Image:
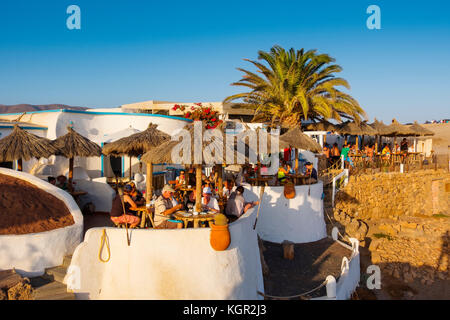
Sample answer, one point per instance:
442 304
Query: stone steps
53 291
50 285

******************************

▸ **TO DO**:
Copy the listing character for character, pictures omitted.

▸ **ANSWER**:
Image:
Sample answer, one point per instance:
442 304
Query: stone steps
53 291
50 285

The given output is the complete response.